ACTION ITEM: When you restate the records, do so word for word and omit any picture they contain.

* * * * * * * * *

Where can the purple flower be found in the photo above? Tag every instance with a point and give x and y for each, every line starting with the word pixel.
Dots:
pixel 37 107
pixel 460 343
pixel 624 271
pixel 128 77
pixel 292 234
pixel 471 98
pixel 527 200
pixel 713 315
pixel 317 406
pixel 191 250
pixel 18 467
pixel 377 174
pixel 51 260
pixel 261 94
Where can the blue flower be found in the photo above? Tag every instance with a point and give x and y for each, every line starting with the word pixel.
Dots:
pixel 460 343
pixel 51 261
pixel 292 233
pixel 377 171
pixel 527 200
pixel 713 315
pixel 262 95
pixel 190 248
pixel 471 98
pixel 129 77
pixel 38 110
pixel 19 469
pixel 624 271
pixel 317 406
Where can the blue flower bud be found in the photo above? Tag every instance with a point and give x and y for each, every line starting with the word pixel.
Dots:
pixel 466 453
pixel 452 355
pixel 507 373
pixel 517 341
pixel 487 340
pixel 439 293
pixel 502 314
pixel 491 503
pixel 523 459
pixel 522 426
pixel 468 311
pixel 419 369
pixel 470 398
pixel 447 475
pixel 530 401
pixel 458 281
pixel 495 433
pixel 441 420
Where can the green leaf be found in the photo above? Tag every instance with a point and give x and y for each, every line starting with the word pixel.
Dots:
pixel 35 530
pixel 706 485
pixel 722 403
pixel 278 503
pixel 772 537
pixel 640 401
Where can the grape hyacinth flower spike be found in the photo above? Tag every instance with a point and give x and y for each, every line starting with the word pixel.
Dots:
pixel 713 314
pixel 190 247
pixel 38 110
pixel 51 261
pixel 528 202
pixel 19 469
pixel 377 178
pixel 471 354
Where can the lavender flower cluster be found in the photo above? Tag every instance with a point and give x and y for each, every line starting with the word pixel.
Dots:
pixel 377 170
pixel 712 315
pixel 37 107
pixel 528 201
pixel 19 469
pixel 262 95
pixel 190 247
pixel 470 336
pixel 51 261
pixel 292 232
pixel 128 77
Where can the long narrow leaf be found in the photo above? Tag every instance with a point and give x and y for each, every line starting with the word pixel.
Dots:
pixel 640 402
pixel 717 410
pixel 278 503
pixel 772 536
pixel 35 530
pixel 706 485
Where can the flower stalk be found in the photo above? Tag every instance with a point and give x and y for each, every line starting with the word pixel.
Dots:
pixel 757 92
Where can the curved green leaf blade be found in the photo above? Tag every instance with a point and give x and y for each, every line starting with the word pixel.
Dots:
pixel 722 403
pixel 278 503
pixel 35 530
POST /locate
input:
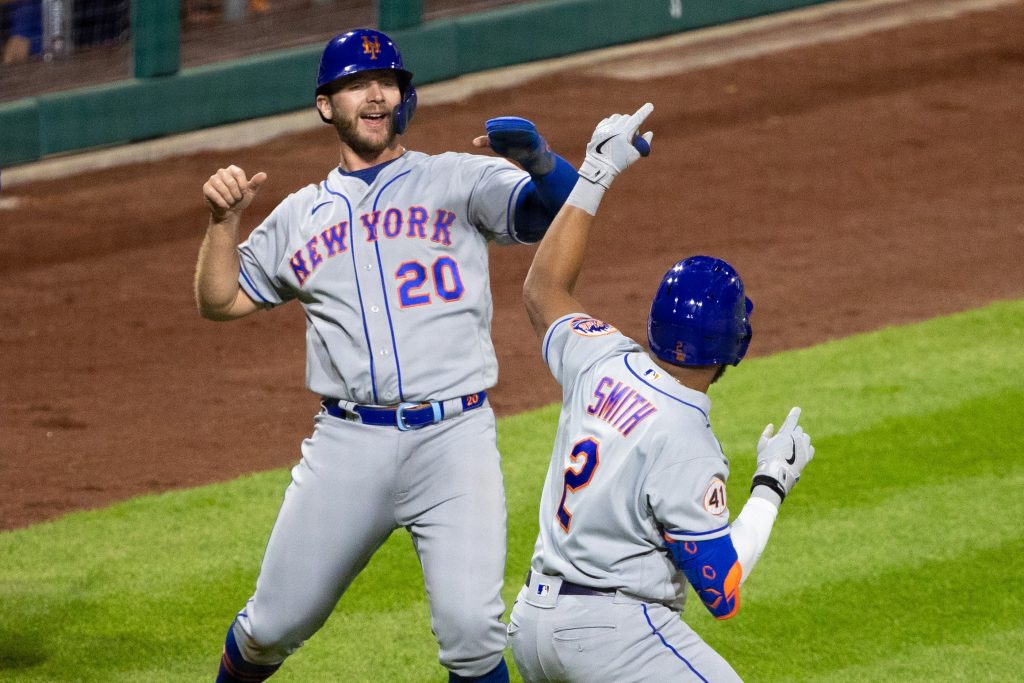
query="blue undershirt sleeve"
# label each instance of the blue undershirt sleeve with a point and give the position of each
(541, 200)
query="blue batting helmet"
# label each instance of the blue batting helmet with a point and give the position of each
(699, 315)
(366, 49)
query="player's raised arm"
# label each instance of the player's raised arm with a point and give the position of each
(218, 296)
(551, 281)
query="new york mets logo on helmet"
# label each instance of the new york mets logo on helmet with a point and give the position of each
(590, 327)
(371, 46)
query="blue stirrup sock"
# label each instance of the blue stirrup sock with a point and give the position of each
(499, 674)
(233, 669)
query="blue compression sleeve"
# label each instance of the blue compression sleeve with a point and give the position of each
(541, 200)
(714, 571)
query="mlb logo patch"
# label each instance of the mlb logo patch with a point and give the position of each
(590, 327)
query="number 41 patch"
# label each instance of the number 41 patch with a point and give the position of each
(715, 497)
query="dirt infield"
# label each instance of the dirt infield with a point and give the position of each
(857, 184)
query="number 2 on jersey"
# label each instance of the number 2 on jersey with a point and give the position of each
(585, 459)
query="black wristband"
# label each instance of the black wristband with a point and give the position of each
(771, 482)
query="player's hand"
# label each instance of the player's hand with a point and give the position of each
(518, 140)
(615, 145)
(782, 457)
(228, 191)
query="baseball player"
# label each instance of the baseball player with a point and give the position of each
(388, 258)
(634, 504)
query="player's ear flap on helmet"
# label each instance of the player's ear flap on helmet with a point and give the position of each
(359, 50)
(700, 314)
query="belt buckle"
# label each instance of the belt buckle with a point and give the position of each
(399, 415)
(399, 418)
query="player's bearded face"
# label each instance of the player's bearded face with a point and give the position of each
(364, 114)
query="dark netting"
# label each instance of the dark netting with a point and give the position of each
(52, 45)
(35, 33)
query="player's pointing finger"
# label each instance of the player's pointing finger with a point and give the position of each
(640, 116)
(792, 419)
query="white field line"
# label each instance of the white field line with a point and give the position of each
(825, 23)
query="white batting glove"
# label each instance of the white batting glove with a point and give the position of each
(782, 457)
(615, 145)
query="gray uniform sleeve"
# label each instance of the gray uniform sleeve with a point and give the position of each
(494, 196)
(260, 257)
(576, 342)
(687, 499)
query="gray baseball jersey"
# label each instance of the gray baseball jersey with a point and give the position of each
(392, 275)
(387, 270)
(634, 463)
(634, 460)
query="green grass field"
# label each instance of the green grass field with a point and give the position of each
(895, 559)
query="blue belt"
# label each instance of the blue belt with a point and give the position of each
(568, 588)
(403, 416)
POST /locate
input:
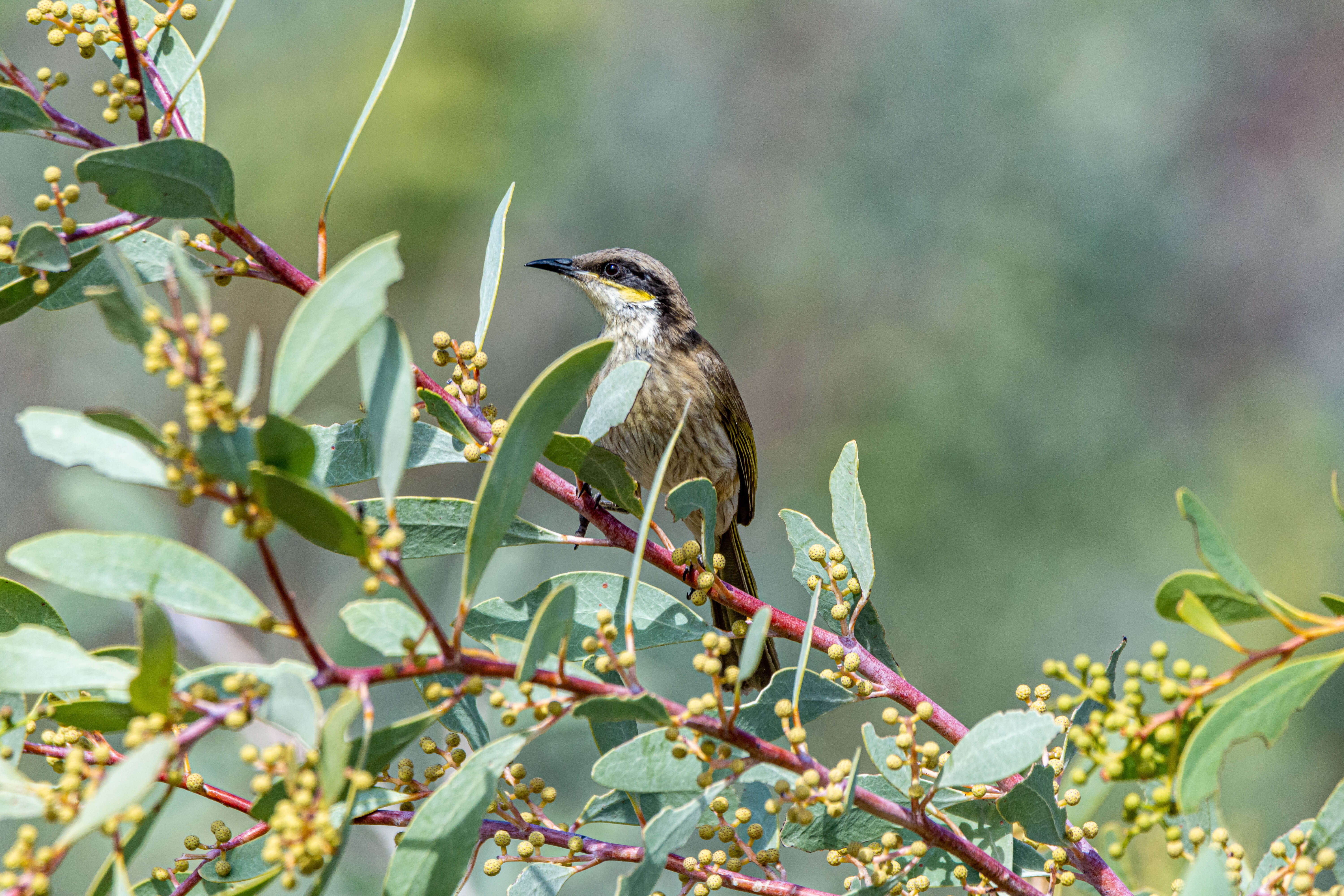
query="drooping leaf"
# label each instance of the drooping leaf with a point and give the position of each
(691, 496)
(331, 319)
(431, 859)
(385, 385)
(437, 527)
(71, 440)
(21, 605)
(21, 112)
(286, 445)
(493, 267)
(997, 747)
(163, 178)
(151, 690)
(642, 709)
(334, 753)
(34, 660)
(1033, 805)
(549, 632)
(447, 417)
(545, 404)
(614, 400)
(869, 631)
(666, 832)
(228, 454)
(599, 468)
(1224, 602)
(123, 565)
(41, 249)
(310, 511)
(659, 617)
(816, 699)
(249, 373)
(1260, 709)
(127, 782)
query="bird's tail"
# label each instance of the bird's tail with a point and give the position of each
(739, 574)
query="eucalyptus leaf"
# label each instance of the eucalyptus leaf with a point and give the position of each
(1260, 709)
(163, 179)
(21, 605)
(614, 400)
(331, 319)
(124, 565)
(437, 527)
(493, 267)
(431, 858)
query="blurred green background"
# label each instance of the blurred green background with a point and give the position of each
(1046, 263)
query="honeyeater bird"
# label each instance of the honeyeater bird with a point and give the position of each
(647, 315)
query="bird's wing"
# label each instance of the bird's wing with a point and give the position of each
(733, 413)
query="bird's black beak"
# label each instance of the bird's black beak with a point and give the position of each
(564, 267)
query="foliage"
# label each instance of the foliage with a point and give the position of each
(114, 723)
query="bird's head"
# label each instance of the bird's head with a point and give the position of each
(635, 293)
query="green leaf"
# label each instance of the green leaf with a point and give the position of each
(1033, 805)
(1224, 602)
(34, 660)
(666, 832)
(21, 112)
(249, 373)
(163, 178)
(334, 753)
(71, 440)
(432, 858)
(549, 633)
(1214, 549)
(346, 452)
(642, 709)
(310, 511)
(228, 454)
(19, 796)
(286, 445)
(614, 400)
(646, 765)
(691, 496)
(245, 863)
(437, 527)
(493, 268)
(127, 422)
(599, 468)
(545, 404)
(40, 248)
(127, 782)
(540, 881)
(997, 747)
(447, 417)
(385, 385)
(334, 316)
(850, 515)
(1260, 709)
(816, 699)
(408, 7)
(464, 718)
(869, 631)
(151, 690)
(123, 565)
(384, 624)
(21, 605)
(659, 617)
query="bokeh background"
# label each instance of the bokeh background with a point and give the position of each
(1046, 263)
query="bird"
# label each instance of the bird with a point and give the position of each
(648, 318)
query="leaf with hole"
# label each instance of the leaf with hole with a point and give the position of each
(123, 565)
(333, 319)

* * * * * * * * *

SOLUTION FOR THIS PROBLEM:
Where can the purple flower be found in the photo above? Tag every instance with a point and give x and y for each, every line starting with the word pixel.
Dots:
pixel 37 107
pixel 460 343
pixel 624 271
pixel 128 77
pixel 292 234
pixel 471 98
pixel 527 200
pixel 713 315
pixel 317 406
pixel 191 250
pixel 18 467
pixel 377 174
pixel 51 260
pixel 261 94
Where can the blue flower be found in the photo above? Tag every instance with a point and give x and y for each, every line starting with the word pixel.
Dots:
pixel 460 343
pixel 51 261
pixel 292 233
pixel 377 171
pixel 527 200
pixel 713 315
pixel 262 95
pixel 190 248
pixel 471 98
pixel 129 77
pixel 38 110
pixel 19 469
pixel 624 271
pixel 317 406
Where can the blue flower bud be found in the photo above? Tag every instance with a point and give x and y for each, every line starting with the word pixel.
Dots:
pixel 466 453
pixel 452 355
pixel 507 373
pixel 517 341
pixel 487 340
pixel 439 293
pixel 502 314
pixel 491 503
pixel 523 459
pixel 522 426
pixel 468 311
pixel 419 369
pixel 470 398
pixel 447 475
pixel 530 401
pixel 458 281
pixel 495 433
pixel 441 420
Where can the green leaf be found in the photo above? Tag every instance with a point and give x and y for each, every line starting with the word pixel.
Dots:
pixel 35 530
pixel 706 485
pixel 722 403
pixel 278 503
pixel 772 537
pixel 640 401
Where can the grape hyacinth flower spike be found in the photo above? Tag every instance with a point and give x and y for each, every line starting with the word pixel.
Dots:
pixel 713 314
pixel 190 247
pixel 38 110
pixel 51 261
pixel 528 202
pixel 19 469
pixel 377 178
pixel 471 354
Where can the lavender flower cluster be found in the photo above? Tag every instance with a point and give x and y for each, every line starting with the word pixel.
Dots:
pixel 377 170
pixel 712 315
pixel 37 107
pixel 528 201
pixel 19 469
pixel 262 95
pixel 190 247
pixel 470 336
pixel 51 261
pixel 292 232
pixel 128 77
Where can the long narrow leaf be found in the photo above? Tag every instance with a point and give x and y for each, every line starting with the word pixel.
Dots:
pixel 640 402
pixel 717 410
pixel 278 503
pixel 772 536
pixel 35 530
pixel 706 485
Where can the flower stalk be found in the photo above? Tag every instance with a point and give x and y for each, every line starting with the word pixel.
Dots:
pixel 757 92
Where can the curved green leaf blade be found in the photo above? Tag every instance with a point and give x and y for each, every line starting with the word pixel.
Dots:
pixel 722 403
pixel 278 503
pixel 35 530
POST /locate
input:
query="blue undershirt sleeve"
# label each instance of the blue undershirt sleeve with a point and give the position of each
(541, 200)
query="blue batting helmet"
# label each instance of the blue batting helmet with a point and give the position of each
(699, 315)
(366, 49)
query="player's raised arm"
# label each instance of the player's raised arm with a point and give the position of each
(218, 296)
(551, 281)
query="new york mets logo on helmet"
# label each instance of the new york mets logo on helmet with a point and give the position of each
(590, 327)
(371, 46)
query="blue stirrup sock"
# label each instance of the blue stirrup sock with a point and give the position of each
(499, 674)
(233, 669)
query="blue compression sleeve"
# label each instance of the blue compression sleeve with a point and give the position of each
(541, 200)
(714, 571)
query="mlb logo patch"
# label each instance of the mlb logo patch with a point and give the position of each
(590, 327)
query="number 41 patch"
# label each instance of the number 41 patch with a point and give the position of each
(715, 497)
query="dirt infield"
# label each instance of the dirt infield with a point and give the position of each
(857, 184)
query="number 2 on jersey"
# label each instance of the number 2 on jersey with a point and give the position of each
(585, 459)
query="black wristband"
# label each instance of the black wristband with a point and give the position of each
(771, 482)
query="player's hand"
# label each instance of the player's hand with a point and give the position of each
(518, 140)
(615, 145)
(782, 457)
(228, 191)
query="baseball player"
# label each instance of the baseball player with a point and give the position of each
(388, 258)
(634, 504)
query="player's ear flap on helmet"
# label each instance of the player's ear flap on helmet with a point and give the position of each
(359, 50)
(700, 314)
query="belt buckle"
# label each instance of the belt buckle with a point and give the position of each
(399, 415)
(399, 418)
query="player's bearded face"
# label each instance of the player's bearded face with a point and give the position of each
(364, 114)
query="dark netting"
# label each instance of the dark netting with a point and give the position of each
(52, 45)
(35, 33)
query="player's pointing finger"
# label each instance of the player's pointing finger with a point and give the position of each
(640, 116)
(792, 419)
query="white field line"
# label each instance of the white field line with a point and give the position of each
(825, 23)
query="white batting glove"
# label each instance of the white batting glove with a point and give the position of each
(782, 457)
(615, 145)
query="gray uniform sleeve"
# label each instance of the gray uniform sleeve with a point and give the position of each
(494, 196)
(260, 257)
(576, 342)
(687, 499)
query="gray baseball jersey"
# label each instance of the gray baseball jersey with a point and give the position of each
(392, 275)
(387, 270)
(634, 463)
(634, 460)
query="green grass field"
# label each instance of the green grass field with a point and give the position of each
(895, 559)
query="blue belt"
# label each instance of the blue belt with a point and give the position of each
(568, 588)
(403, 416)
POST /locate
input:
query="drooping leaf"
# label each instance of the drooping leaf with a point and give the position of each
(691, 496)
(331, 319)
(431, 859)
(385, 385)
(437, 527)
(71, 440)
(21, 605)
(21, 112)
(286, 445)
(493, 267)
(997, 747)
(163, 178)
(151, 690)
(642, 709)
(334, 753)
(34, 660)
(1033, 805)
(549, 632)
(447, 417)
(545, 404)
(614, 400)
(869, 631)
(666, 832)
(228, 454)
(599, 468)
(1224, 602)
(123, 565)
(41, 249)
(310, 511)
(659, 617)
(816, 699)
(249, 373)
(1260, 709)
(127, 782)
query="bird's tail"
# label each instance of the bird's tail with a point and give the position of each
(739, 574)
query="eucalyptus leaf"
# label each instance of the eucalyptus leaf with a point and give the position of each
(1260, 709)
(163, 179)
(21, 605)
(614, 400)
(331, 319)
(124, 565)
(437, 527)
(493, 267)
(431, 858)
query="blurred green background"
# label each instance of the blurred green background with a point and give the position of each
(1046, 263)
query="honeyeater bird"
# label each instance of the honeyeater bird with a point and give the position of each
(647, 315)
query="bird's wing"
# label each instance of the bird's wing with a point and give the position of each
(733, 413)
query="bird's black beak"
# label each instance of the bird's black beak with a point and give the position of each
(564, 267)
query="foliage"
# label each instance of the foliage with a point and give the position of each
(114, 723)
query="bird's head"
# label each instance of the bird's head with a point and give the position of each
(635, 293)
query="green leaf"
# label each instance of the green leaf with a point and give the position of each
(1033, 805)
(1224, 602)
(34, 660)
(666, 832)
(21, 112)
(249, 373)
(163, 178)
(334, 753)
(71, 440)
(432, 858)
(549, 633)
(1214, 549)
(346, 452)
(642, 709)
(310, 511)
(228, 454)
(19, 796)
(286, 445)
(614, 400)
(646, 765)
(691, 496)
(245, 863)
(437, 527)
(493, 268)
(127, 422)
(599, 468)
(545, 404)
(40, 248)
(127, 782)
(540, 881)
(997, 747)
(447, 417)
(385, 385)
(334, 316)
(850, 515)
(1260, 709)
(816, 699)
(408, 7)
(464, 718)
(869, 631)
(151, 690)
(123, 565)
(384, 624)
(21, 605)
(659, 617)
query="bokeh background"
# label each instance of the bokeh background with a point and give the position of each
(1046, 263)
query="bird"
# label each instance of the bird with a point and give the position of each
(648, 318)
query="leaf with hole"
# label each instance of the leaf with hole with a point and give the position of each
(123, 565)
(333, 319)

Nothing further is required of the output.